▸ What the task requires:
Without including any pictures, write out the listing below exactly.

(Records of labeled points)

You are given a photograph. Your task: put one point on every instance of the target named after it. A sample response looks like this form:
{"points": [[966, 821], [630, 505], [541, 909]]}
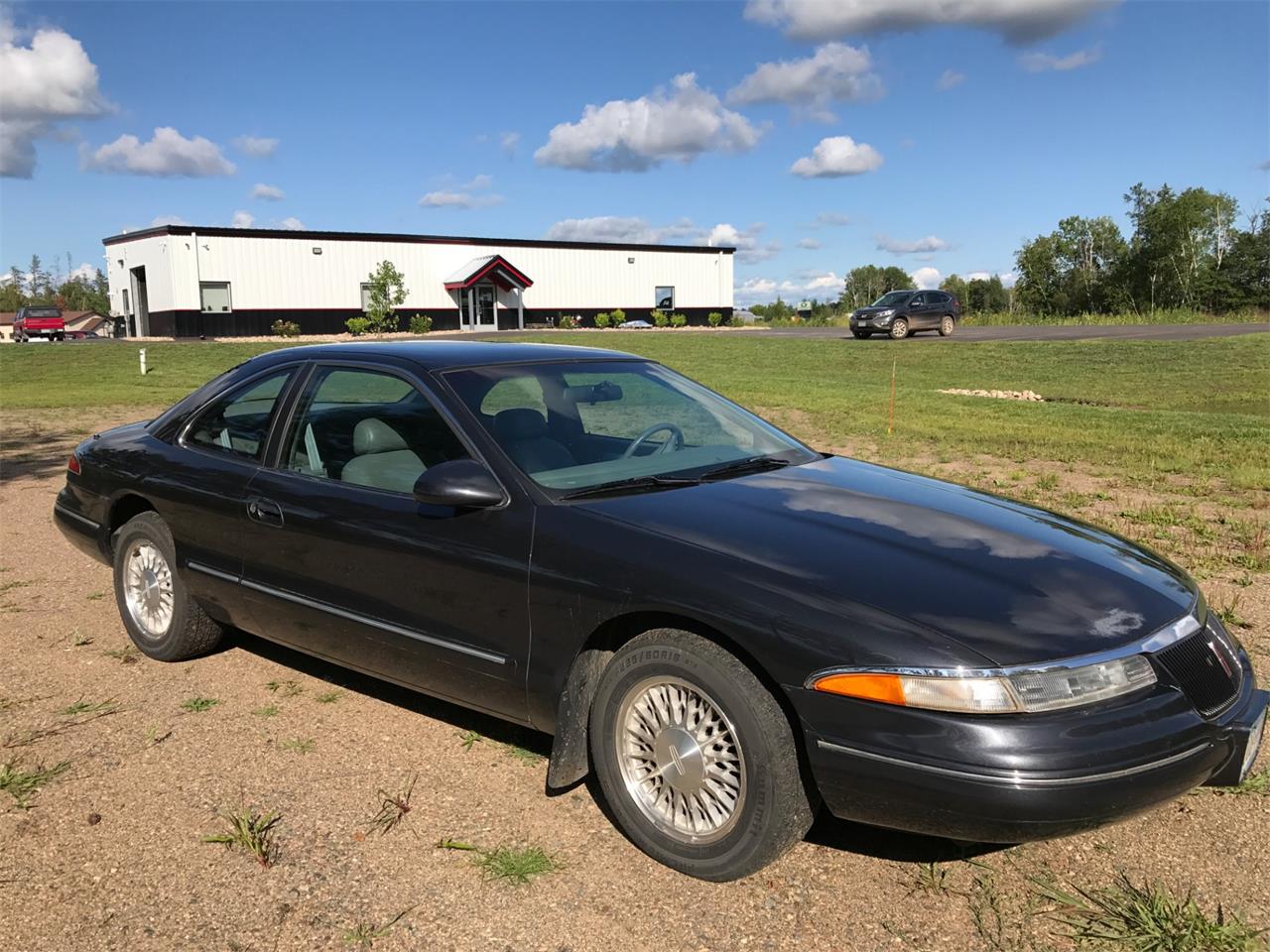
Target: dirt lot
{"points": [[108, 853]]}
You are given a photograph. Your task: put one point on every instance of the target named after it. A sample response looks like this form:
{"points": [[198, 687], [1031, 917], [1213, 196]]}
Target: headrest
{"points": [[520, 424], [373, 435]]}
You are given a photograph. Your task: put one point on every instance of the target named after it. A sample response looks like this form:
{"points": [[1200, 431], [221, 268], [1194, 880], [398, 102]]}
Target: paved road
{"points": [[1155, 331]]}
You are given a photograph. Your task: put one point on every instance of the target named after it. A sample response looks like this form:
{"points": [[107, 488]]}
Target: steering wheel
{"points": [[674, 442]]}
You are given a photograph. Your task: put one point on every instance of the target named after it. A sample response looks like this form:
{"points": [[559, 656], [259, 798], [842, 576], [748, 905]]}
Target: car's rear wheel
{"points": [[158, 612], [697, 760]]}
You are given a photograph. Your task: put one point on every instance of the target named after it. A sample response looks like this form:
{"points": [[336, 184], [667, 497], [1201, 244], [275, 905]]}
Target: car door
{"points": [[343, 562], [200, 488]]}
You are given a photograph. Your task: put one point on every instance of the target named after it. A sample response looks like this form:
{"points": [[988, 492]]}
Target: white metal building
{"points": [[185, 281]]}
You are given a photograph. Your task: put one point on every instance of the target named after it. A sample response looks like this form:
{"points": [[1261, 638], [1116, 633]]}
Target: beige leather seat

▸ Answer:
You are given a photograph. Your task: put one point on every instance of the target named after it. A sample response looks like this form:
{"points": [[966, 821], [630, 505], [541, 909]]}
Target: dirt lot
{"points": [[108, 853]]}
You are given a photograph. Your task: put one point on every instance of the target named after it. A sample response looks like this form:
{"points": [[198, 687], [1031, 917], [1213, 196]]}
Target: headrest
{"points": [[520, 424], [373, 435]]}
You are given a photograph. Your task: put one point on every instance of the target named after it. A sample response looks like this form:
{"points": [[1200, 431], [221, 268], [1194, 880], [398, 102]]}
Target: paved road
{"points": [[1155, 331]]}
You are given a photograph. Your task: put one point on every instance of the target named after it. A sample response looks like this form:
{"points": [[107, 488]]}
Target: steering wheel
{"points": [[674, 442]]}
You are given a photograph. Your task: put one point on every instance of the target named after it. A sample response looks like this form:
{"points": [[559, 656], [259, 798], [842, 576], [748, 905]]}
Target: car's rear wheel
{"points": [[158, 612], [697, 760]]}
You are given a photograph. Your task: put one point on every instance of the target named after it. A sample response looks like this form:
{"points": [[336, 184], [667, 497], [1201, 244], [275, 905]]}
Target: car door
{"points": [[343, 562], [200, 488]]}
You are given a photograph. Your task: put one point on every instance of the target named after it. A sample response looks like this form:
{"points": [[988, 492]]}
Target: white metal building
{"points": [[185, 281]]}
You are given a photograph. Your task: put one point on every instance of the target named after it. A sample response looks like this form:
{"points": [[1261, 638], [1116, 633]]}
Target: beige leather seat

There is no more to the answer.